Prompt:
Extract the data exactly, missing nothing.

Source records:
================
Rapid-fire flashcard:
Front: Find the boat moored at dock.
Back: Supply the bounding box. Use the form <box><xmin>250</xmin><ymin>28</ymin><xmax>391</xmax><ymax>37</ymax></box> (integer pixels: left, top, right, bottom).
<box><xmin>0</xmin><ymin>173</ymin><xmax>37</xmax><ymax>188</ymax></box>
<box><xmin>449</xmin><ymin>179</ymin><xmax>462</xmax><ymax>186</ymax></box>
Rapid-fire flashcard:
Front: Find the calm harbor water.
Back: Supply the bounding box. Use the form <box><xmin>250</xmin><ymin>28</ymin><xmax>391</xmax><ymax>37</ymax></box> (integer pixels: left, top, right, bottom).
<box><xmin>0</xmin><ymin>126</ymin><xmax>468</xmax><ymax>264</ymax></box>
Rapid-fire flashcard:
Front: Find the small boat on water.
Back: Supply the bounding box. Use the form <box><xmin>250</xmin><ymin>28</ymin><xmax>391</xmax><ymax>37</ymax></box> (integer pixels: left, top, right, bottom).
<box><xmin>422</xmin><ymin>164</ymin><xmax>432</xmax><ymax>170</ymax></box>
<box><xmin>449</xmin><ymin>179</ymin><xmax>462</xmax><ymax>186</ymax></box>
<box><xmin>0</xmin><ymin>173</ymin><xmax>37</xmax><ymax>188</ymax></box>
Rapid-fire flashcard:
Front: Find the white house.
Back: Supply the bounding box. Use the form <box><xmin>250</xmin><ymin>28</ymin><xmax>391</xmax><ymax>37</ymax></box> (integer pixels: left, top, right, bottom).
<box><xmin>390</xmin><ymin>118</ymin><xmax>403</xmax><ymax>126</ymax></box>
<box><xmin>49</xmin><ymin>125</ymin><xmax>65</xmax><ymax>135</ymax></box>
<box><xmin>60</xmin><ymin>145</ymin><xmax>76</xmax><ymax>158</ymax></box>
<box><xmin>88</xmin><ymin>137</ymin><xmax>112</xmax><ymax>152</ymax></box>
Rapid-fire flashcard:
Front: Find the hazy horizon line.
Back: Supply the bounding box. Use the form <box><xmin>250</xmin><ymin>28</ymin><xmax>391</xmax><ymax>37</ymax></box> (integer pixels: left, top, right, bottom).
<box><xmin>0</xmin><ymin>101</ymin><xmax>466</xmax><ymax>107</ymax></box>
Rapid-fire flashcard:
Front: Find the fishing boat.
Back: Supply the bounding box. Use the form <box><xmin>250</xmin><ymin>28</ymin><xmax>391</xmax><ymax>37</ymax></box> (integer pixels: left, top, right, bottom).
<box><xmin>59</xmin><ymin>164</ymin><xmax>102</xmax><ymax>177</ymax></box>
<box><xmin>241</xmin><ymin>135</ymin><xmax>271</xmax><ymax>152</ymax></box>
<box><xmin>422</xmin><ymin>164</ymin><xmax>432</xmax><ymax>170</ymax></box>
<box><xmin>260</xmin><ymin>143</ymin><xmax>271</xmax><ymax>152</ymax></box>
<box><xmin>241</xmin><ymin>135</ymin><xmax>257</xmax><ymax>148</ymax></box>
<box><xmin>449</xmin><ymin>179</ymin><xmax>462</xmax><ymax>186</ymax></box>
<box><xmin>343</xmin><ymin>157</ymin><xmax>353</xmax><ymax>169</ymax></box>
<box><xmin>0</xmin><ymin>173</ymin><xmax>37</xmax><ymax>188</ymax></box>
================
Answer to the problem:
Rapid-fire flashcard:
Front: Find the boat moored at dock.
Back: Supply the bounding box. Use the form <box><xmin>250</xmin><ymin>28</ymin><xmax>391</xmax><ymax>37</ymax></box> (integer pixels: left, top, right, bottom).
<box><xmin>0</xmin><ymin>173</ymin><xmax>37</xmax><ymax>188</ymax></box>
<box><xmin>449</xmin><ymin>179</ymin><xmax>462</xmax><ymax>186</ymax></box>
Rapid-fire flashcard:
Front: Find the calm harbor water.
Back: Supply the bounding box. Use the form <box><xmin>250</xmin><ymin>28</ymin><xmax>391</xmax><ymax>37</ymax></box> (integer pixels: left, top, right, bottom).
<box><xmin>0</xmin><ymin>126</ymin><xmax>468</xmax><ymax>264</ymax></box>
Rapid-fire flashcard:
Front: Find the small boat on water.
Back: Supply the bounding box. Use the form <box><xmin>250</xmin><ymin>28</ymin><xmax>391</xmax><ymax>37</ymax></box> (integer pixels: left, top, right, bottom).
<box><xmin>422</xmin><ymin>164</ymin><xmax>432</xmax><ymax>170</ymax></box>
<box><xmin>449</xmin><ymin>179</ymin><xmax>462</xmax><ymax>186</ymax></box>
<box><xmin>0</xmin><ymin>173</ymin><xmax>37</xmax><ymax>188</ymax></box>
Rapid-fire flashcard:
Front: Find the white house.
Back: Supply the bounding box. Use the form <box><xmin>250</xmin><ymin>28</ymin><xmax>391</xmax><ymax>37</ymax></box> (integer pixels: left, top, right, bottom).
<box><xmin>390</xmin><ymin>118</ymin><xmax>403</xmax><ymax>126</ymax></box>
<box><xmin>49</xmin><ymin>125</ymin><xmax>65</xmax><ymax>135</ymax></box>
<box><xmin>60</xmin><ymin>145</ymin><xmax>76</xmax><ymax>158</ymax></box>
<box><xmin>88</xmin><ymin>137</ymin><xmax>112</xmax><ymax>152</ymax></box>
Rapid-fire flashcard:
Front: Find the hazy horizon line.
Back: Supply the bounding box. Use the form <box><xmin>250</xmin><ymin>28</ymin><xmax>391</xmax><ymax>37</ymax></box> (integer pixels: left, top, right, bottom).
<box><xmin>0</xmin><ymin>101</ymin><xmax>466</xmax><ymax>107</ymax></box>
Rapid-fire flashcard:
Front: Find the fishing boat.
Back: Supply the bounding box. Use the form <box><xmin>250</xmin><ymin>28</ymin><xmax>391</xmax><ymax>37</ymax></box> (integer pixels: left, top, right, bottom).
<box><xmin>59</xmin><ymin>164</ymin><xmax>102</xmax><ymax>177</ymax></box>
<box><xmin>241</xmin><ymin>135</ymin><xmax>271</xmax><ymax>152</ymax></box>
<box><xmin>422</xmin><ymin>164</ymin><xmax>432</xmax><ymax>170</ymax></box>
<box><xmin>260</xmin><ymin>143</ymin><xmax>271</xmax><ymax>152</ymax></box>
<box><xmin>241</xmin><ymin>135</ymin><xmax>257</xmax><ymax>148</ymax></box>
<box><xmin>449</xmin><ymin>179</ymin><xmax>462</xmax><ymax>186</ymax></box>
<box><xmin>343</xmin><ymin>157</ymin><xmax>353</xmax><ymax>169</ymax></box>
<box><xmin>0</xmin><ymin>173</ymin><xmax>37</xmax><ymax>188</ymax></box>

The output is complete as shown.